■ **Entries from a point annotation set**
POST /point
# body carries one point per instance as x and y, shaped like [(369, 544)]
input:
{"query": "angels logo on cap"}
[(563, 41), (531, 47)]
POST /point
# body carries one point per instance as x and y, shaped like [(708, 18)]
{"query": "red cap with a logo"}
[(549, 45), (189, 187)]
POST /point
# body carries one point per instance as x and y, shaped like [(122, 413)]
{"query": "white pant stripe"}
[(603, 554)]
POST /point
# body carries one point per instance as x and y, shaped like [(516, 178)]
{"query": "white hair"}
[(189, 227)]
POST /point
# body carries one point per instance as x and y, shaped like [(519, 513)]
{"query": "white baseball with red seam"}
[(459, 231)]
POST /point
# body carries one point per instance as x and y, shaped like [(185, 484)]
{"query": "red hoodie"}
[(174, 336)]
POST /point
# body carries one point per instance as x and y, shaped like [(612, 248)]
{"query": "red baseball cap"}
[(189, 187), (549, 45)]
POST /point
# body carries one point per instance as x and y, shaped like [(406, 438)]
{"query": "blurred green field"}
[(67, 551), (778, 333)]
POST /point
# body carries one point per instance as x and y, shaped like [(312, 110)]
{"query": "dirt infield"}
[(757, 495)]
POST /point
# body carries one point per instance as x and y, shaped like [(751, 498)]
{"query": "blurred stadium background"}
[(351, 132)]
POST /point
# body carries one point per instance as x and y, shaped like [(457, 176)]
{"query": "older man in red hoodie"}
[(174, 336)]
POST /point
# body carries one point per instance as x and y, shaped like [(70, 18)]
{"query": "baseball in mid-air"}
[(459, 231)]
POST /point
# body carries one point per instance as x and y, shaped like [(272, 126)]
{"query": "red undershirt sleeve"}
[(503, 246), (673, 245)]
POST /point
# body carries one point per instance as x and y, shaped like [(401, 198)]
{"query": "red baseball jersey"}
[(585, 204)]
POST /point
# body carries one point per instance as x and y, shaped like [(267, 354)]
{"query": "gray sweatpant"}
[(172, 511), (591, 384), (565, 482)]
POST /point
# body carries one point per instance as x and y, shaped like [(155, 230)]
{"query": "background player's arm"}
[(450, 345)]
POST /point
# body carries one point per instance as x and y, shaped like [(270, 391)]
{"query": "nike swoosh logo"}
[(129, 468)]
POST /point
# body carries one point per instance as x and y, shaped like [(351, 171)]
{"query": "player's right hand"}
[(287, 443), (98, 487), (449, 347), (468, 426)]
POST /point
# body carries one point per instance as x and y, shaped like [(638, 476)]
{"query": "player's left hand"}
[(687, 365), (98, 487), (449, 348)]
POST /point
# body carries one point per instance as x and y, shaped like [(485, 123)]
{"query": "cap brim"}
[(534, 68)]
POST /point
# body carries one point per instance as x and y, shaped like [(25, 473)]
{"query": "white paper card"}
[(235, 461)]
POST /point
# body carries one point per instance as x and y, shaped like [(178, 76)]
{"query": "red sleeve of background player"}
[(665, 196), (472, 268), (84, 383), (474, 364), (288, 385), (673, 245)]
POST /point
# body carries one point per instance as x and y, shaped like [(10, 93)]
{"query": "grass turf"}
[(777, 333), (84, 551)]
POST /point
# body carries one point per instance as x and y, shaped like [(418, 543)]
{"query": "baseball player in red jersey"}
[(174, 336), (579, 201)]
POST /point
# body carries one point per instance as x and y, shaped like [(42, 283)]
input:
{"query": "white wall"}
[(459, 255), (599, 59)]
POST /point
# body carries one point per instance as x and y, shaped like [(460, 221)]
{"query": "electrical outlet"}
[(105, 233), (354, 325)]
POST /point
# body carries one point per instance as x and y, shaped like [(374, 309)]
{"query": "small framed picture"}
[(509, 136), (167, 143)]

■ **Required work**
Rewrite the stretch from the start of the material through the line containing "[(549, 45), (189, 187)]", including both ends and keeping every line in full, but scale each answer coordinate by 0.45 and round it to a whole number, with halves rounding up. Leave all other numbers unchanged, including those in the format samples.

■ **Task answer**
POST /point
# body carries one point per instance as x and y, shaped like [(369, 544)]
input:
{"query": "angels logo on cap"}
[(253, 18), (239, 21)]
POST /point
# body carries one point per instance as x and y, shaped like [(708, 18)]
{"query": "red cap with a logo"}
[(247, 20), (85, 84)]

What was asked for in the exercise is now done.